WORK REQUEST
The entries are to be returned exactly as written.

(Source data)
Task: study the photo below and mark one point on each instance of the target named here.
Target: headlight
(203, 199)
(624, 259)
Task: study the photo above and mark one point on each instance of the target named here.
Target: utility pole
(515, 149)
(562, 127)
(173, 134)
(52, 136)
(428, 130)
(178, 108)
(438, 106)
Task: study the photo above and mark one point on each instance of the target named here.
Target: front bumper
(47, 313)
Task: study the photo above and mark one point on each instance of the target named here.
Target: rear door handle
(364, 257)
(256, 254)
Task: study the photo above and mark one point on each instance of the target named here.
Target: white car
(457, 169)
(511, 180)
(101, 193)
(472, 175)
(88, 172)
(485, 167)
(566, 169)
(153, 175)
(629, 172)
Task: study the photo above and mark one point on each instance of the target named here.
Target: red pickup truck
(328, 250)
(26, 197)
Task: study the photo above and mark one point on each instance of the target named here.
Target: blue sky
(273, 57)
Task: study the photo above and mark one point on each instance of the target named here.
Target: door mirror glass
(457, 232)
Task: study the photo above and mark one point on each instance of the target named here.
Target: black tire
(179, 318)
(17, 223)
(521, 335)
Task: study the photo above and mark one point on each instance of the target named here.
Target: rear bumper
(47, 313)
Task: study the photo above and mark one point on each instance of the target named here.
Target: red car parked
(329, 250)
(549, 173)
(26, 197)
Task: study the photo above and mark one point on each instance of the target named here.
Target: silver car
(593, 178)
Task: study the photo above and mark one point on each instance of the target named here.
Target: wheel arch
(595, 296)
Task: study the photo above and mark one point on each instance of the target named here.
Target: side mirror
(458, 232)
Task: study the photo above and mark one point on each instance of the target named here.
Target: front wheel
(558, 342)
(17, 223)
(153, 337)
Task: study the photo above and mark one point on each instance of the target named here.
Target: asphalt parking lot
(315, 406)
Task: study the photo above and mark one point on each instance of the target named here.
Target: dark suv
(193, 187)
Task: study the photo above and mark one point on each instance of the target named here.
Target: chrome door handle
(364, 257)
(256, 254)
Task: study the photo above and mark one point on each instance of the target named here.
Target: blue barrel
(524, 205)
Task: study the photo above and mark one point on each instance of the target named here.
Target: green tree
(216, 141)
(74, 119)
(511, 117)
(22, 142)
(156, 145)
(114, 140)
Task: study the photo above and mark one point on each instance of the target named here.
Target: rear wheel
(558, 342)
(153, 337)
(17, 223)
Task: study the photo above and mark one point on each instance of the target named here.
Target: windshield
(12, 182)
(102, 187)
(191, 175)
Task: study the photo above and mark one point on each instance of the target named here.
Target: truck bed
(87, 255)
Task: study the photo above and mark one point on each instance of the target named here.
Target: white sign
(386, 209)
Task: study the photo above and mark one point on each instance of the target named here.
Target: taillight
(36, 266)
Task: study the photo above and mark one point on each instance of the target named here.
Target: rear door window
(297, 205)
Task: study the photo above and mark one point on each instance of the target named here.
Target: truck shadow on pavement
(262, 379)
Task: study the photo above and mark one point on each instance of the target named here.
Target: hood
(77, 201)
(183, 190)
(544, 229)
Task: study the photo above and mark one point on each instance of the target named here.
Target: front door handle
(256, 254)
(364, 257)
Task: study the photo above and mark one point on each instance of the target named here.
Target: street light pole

SOLUTION FOR THIS EXERCISE
Task: study the photo below and mark one point on each instance of the target named here.
Target: headlight
(203, 199)
(624, 259)
Task: study the photo above and mark one point on each instance of the target named here.
Target: utility pole
(515, 149)
(562, 127)
(173, 134)
(52, 136)
(428, 130)
(178, 108)
(438, 106)
Task: study the photo above and mark one point on each instance of the target named here.
Target: front bumper
(47, 313)
Task: study the photo above and mark one point on each instance of the target named here.
Target: rear door handle
(364, 257)
(256, 254)
Task: study the photo above and mark one point on each instance of the target named here.
Target: white car
(457, 169)
(511, 180)
(101, 193)
(472, 175)
(88, 172)
(485, 167)
(566, 169)
(153, 175)
(629, 172)
Task: study the photo above and mark one point on each instance of the target named here.
Target: red pickup truck
(328, 250)
(26, 197)
Task: study the photo above and mark one point on each instance of the target named here.
Target: blue sky
(273, 57)
Task: study the photo above and mark one point on each instance of the target named here.
Target: door mirror glass
(457, 232)
Task: study the photo above and mark one point on each instance of the target named here.
Target: black tire
(179, 318)
(17, 223)
(521, 335)
Task: study the photo above and mark one point on each instance of the target named here.
Target: rear bumper
(47, 313)
Task: study the photo above and mark one point on each instance of the target named here.
Target: red car parked
(329, 250)
(549, 173)
(26, 197)
Task: study the photo above and mark one point on each instance of the target named here.
Target: silver car
(593, 178)
Task: study the photo above and mark one point on each instance of the target named here.
Target: wheel arch
(595, 296)
Task: study the photo above and mark one point on each instance of the target named here.
Target: side mirror
(458, 232)
Task: study the photo above and mark one point on each instance of the target named here.
Target: front wheel
(558, 342)
(17, 223)
(153, 337)
Task: study the photo above and mark one point on each instance of the target named here.
Target: asphalt parking lot
(315, 406)
Task: study the photo above and mark one point on each instance of the target named here.
Target: dark suv
(193, 187)
Task: study the photo above and mark one point on each instance of the target named here.
Target: chrome door handle
(364, 257)
(256, 254)
Task: study the photo above and mark one point on each instance of the target named here.
Target: blue barrel
(524, 205)
Task: study the photo above and mark one point on each instance of the target named here.
Target: green tree
(216, 141)
(74, 119)
(511, 117)
(22, 142)
(156, 145)
(114, 140)
Task: study the photo above and mark one point on each instance of the target named here.
Target: rear wheel
(558, 342)
(153, 337)
(17, 223)
Task: study the photo above and mark one point on each instance of the target named here.
Target: windshield
(12, 182)
(102, 187)
(191, 175)
Task: study the photo above and mark one point on each instance of the target named here.
Target: truck bed
(87, 255)
Task: study the photo above and mark one point on each instance of the target named here.
Target: white sign
(386, 209)
Task: study the photo above and mark one point on each instance of the target named here.
Target: taillight
(36, 266)
Task: study the photo above and mark one point on each instance of the target named here.
Target: rear door window
(297, 205)
Task: study the photo above and mark one point on each instance of the target named here.
Target: truck shadow on pavement
(262, 379)
Task: study the photo above and mark one point on each instance of the target named here.
Target: hood
(77, 201)
(183, 190)
(544, 229)
Task: study the photo above and mark one point on each instance of the target named here.
Target: front door handle
(256, 254)
(364, 257)
Task: study the photo above and mark one point on each instance of the target named here.
Target: street light pole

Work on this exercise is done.